● **Supplied passage**
——————————

Manifold-consistent encoding vs. Angular hacks: Modeling a sphere as a cylinder via \(\bmod\) operations breaks curvature assumptions; ablation confirms wrap-base polar coordinates oscillate during optimization under weak supervision.

Highlights & Insights¶

The decoupling of semantic direction and hierarchical position is strictly honored: Semantics follow \(\mathbf{z}\in\mathbb{S}^{d-1}\) while hierarchy follows the orbital potential. This separation allows each signal to be learned according to its specific geometry, unlike cone/box methods that entangle them.
Applying Stein Variational Gradient Descent to spherical manifolds as a regularizer: This is a novel and intuitive application—SVGD matches a particle set to a target distribution. Here, the target is a non-equatorial uniform-alignment distribution, countering high-dimensional measure concentration. This technique is transferable to other spherical embedding tasks (contrastive learning, ArcFace).
vMF KL's Non-Symmetry as Partial Order: Using \(\kappa\) as a semantic volume proxy and enforcing \(\kappa_p < \kappa_c\) is a concise solution for modeling hierarchy. This is particularly suited for domains like medical ontologies or product catalogs where parent categories are naturally more ambiguous.
Transferable Tricks: (1) Spherical linear layers (row-normalization + bias removal + output re-projection) are applicable to any retrieval or contrastive learning task requiring unit-sphere features. (2) Combining a rotation-invariant loss with an anchor-biased score effectively counters homogenization dilemmas.

Limitations & Future Work¶

Dependence on an existing hierarchy for orbital potential: This approach is less applicable in complete cold-start scenarios without an initial skeleton; LLM-generated initial taxonomies could be a solution.

——————————

● **Information**
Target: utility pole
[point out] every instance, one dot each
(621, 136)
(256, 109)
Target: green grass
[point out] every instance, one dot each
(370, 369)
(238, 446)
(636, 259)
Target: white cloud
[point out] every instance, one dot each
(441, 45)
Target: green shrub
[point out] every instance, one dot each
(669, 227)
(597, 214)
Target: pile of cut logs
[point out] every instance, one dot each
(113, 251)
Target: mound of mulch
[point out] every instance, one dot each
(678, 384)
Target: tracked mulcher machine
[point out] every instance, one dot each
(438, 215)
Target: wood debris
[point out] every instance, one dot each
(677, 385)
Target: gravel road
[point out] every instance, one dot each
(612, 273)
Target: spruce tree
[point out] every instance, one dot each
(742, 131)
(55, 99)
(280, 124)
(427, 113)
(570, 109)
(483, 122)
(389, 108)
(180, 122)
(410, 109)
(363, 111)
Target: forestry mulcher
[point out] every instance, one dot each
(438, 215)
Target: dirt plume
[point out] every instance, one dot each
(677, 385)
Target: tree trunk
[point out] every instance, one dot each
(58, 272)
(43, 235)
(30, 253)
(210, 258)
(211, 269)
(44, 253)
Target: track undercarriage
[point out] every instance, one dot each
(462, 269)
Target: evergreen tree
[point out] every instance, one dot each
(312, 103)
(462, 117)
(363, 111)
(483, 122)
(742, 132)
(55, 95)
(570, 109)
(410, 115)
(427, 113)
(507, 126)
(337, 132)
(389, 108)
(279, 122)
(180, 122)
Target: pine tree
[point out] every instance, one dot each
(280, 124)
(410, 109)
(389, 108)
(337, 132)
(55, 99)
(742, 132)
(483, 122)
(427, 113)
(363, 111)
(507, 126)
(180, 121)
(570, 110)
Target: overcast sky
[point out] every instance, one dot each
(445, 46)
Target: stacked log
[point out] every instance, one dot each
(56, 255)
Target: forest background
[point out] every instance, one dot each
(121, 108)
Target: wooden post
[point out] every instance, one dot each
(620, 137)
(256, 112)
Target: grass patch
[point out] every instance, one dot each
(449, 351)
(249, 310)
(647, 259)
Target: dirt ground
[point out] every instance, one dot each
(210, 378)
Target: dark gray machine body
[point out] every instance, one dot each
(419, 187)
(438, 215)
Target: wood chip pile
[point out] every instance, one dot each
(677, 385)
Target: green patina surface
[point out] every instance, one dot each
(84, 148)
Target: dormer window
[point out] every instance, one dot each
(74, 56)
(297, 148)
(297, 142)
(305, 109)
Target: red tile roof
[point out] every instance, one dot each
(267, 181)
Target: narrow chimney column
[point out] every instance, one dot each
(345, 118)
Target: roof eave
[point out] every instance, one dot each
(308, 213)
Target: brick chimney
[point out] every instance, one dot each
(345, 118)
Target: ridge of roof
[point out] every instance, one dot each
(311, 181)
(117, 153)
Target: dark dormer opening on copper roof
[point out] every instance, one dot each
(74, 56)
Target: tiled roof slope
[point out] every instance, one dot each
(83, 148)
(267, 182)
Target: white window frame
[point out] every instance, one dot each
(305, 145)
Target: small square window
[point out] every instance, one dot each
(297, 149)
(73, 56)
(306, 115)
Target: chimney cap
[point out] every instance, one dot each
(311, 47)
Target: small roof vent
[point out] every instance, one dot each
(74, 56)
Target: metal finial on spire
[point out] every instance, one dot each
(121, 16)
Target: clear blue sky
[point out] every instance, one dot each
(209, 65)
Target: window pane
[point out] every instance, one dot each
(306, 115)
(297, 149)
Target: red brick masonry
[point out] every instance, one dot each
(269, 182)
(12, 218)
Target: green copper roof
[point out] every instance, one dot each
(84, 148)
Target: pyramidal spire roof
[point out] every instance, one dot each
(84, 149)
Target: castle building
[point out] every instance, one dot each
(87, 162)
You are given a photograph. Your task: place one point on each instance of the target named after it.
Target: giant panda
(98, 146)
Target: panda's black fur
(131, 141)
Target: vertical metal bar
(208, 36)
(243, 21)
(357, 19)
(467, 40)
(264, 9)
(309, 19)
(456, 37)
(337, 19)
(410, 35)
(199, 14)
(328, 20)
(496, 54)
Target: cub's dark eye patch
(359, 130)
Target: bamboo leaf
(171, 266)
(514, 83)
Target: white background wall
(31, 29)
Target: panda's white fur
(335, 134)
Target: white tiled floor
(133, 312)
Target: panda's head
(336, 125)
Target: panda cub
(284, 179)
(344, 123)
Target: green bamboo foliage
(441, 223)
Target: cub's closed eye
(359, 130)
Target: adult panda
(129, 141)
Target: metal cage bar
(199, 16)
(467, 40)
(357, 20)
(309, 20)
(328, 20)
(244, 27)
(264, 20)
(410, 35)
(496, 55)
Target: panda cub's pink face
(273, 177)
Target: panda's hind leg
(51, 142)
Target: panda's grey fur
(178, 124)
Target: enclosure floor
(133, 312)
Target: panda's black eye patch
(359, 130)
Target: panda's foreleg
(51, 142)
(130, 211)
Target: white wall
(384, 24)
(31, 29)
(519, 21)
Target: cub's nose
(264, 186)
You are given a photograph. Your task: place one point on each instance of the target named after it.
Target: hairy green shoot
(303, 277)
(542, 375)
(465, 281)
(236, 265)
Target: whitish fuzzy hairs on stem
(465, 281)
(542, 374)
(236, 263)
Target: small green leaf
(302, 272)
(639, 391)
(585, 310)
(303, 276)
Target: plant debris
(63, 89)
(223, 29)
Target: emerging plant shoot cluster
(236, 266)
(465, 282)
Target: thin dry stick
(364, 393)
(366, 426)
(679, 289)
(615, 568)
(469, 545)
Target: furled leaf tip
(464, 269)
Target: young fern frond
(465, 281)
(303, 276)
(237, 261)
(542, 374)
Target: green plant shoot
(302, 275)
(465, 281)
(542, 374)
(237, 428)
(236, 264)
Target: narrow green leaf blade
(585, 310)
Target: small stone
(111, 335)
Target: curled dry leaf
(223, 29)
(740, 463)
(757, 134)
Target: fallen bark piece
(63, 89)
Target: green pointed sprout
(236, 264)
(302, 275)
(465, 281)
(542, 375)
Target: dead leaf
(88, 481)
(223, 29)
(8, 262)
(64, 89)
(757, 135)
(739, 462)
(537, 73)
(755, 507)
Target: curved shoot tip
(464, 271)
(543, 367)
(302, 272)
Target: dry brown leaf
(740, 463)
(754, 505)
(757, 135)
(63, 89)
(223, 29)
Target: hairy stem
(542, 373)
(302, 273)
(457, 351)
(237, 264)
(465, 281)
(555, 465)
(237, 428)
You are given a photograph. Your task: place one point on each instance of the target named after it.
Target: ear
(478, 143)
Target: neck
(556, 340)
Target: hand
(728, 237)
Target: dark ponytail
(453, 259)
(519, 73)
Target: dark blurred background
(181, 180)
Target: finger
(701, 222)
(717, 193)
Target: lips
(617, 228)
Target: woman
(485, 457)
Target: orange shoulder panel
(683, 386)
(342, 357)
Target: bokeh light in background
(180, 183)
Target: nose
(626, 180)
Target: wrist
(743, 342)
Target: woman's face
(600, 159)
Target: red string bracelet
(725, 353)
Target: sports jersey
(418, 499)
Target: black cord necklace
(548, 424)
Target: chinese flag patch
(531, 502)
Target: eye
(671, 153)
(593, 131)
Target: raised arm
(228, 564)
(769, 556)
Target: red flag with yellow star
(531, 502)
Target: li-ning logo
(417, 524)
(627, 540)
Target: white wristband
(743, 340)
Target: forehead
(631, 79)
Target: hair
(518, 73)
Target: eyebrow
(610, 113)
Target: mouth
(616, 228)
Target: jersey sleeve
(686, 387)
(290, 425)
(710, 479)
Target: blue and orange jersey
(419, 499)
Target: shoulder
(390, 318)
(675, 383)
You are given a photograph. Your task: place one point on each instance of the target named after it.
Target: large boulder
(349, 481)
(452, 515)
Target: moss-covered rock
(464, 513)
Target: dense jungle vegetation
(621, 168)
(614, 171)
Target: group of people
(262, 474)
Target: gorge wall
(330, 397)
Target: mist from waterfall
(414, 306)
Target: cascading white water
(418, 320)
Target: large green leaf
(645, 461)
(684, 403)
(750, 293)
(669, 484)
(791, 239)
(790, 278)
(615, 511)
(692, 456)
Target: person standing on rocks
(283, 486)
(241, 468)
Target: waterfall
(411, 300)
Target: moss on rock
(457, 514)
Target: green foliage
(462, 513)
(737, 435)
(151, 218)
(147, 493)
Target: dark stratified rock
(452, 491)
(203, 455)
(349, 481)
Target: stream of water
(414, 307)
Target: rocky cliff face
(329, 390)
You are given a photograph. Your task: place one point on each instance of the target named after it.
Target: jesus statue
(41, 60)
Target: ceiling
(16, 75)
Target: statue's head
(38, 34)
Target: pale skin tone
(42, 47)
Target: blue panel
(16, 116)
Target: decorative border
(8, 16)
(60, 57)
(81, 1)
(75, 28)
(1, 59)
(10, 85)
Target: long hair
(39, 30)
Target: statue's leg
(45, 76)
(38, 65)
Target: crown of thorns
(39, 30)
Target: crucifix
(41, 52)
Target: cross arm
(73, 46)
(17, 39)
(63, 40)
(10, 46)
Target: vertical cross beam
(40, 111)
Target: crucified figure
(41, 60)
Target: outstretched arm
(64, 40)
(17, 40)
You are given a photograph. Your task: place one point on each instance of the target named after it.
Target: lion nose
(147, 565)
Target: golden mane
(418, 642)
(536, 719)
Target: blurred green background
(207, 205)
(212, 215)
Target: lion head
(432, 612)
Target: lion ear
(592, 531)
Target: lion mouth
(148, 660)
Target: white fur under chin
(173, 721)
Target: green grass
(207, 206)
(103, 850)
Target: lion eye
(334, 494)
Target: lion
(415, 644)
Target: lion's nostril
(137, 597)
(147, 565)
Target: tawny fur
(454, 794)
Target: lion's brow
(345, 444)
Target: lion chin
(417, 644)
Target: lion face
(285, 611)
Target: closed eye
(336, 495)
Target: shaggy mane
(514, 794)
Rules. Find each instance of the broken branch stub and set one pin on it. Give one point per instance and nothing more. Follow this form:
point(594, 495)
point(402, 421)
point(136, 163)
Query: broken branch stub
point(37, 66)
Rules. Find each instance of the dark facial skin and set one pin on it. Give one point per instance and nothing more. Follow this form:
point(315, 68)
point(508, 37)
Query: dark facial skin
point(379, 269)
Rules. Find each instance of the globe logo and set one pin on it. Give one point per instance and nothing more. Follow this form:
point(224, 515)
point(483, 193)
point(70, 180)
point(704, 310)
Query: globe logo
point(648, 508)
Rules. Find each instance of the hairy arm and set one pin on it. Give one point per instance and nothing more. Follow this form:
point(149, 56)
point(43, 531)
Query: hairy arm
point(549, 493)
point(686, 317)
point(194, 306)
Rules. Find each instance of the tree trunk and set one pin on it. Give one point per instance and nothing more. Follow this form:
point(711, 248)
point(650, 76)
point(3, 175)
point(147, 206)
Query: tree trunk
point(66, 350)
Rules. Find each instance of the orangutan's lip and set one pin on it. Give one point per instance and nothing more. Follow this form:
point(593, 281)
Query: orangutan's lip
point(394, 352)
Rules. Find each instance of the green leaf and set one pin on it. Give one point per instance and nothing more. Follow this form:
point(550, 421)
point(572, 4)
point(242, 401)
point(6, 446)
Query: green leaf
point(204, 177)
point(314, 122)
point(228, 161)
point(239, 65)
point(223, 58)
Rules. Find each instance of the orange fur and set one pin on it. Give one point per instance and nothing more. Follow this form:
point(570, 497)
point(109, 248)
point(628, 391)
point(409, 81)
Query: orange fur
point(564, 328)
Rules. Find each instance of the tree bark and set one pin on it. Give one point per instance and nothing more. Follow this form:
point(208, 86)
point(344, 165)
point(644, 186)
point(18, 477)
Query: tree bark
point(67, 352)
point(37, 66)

——————————

● **Required tasks**
a – Translate this sentence from the passage on spherical hierarchy embeddings into Spanish: "This separation allows each signal to be learned according to its specific geometry, unlike cone/box methods that entangle them."
b – Pick up the passage on spherical hierarchy embeddings after its final sentence and write its next part, in the same voice.
The material that comes after the passage is separate from it.

● **Answers**
a – Esta separación permite que cada señal se aprenda de acuerdo con su geometría específica, a diferencia de los métodos de conos/cajas que las entrelazan.

b –
Numerical stability of Bessel ratios \(\mathcal{A}_d(\kappa)\): While approximation formulas are used, high dimensions and large \(\kappa\) may still pose numerical challenges.
Unit hypersphere assumption for semantic volume: In reality, different sub-domains may require different curvatures; extending this to mixed-curvature (Spherical × Hyperbolic) representations is a future path.
Limited multimodal hierarchy experiments: Validation on truly massive-scale multimodal taxonomies is still needed.
Code availability: Implementation details (SVGD kernel temperature, orbital potential settings) currently rely on the appendix, pending community verification.

vs. Poincaré / HyperExpan: Hyperbolic embeddings rely on exponential volume growth. Polaris explicitly places depth in an orbital potential rather than relying purely on geometry, avoiding some numerical difficulties of hyperbolic space.
vs. ConE / Box / Gumbel Box: Container embeddings use hard partial-order constraints. Polaris softens this with vMF asymmetric KL, proving more robust against noise across all single-parent benchmarks.
vs. HAKE / Polar methods: HAKE uses modulus for depth, but it is coupled with the angle. Polaris strictly fixes the norm to 1 and moves depth entirely to the orbital potential, avoiding coupled optimization.
vs. TaxoExpan / STEAM: These are Euclidean GNN baselines. Polaris significantly outperforms STEAM, with the gain attributed to the "spherical geometry + probabilistic asymmetry" combination.
Insights: The "geometry-consistent encoder + flow-based regularizer + asymmetric probabilistic loss" framework serves as a reusable template for entity linking and medical ontologies, where vMF’s "wider parent" constraint is a natural fit for hierarchical ambiguity.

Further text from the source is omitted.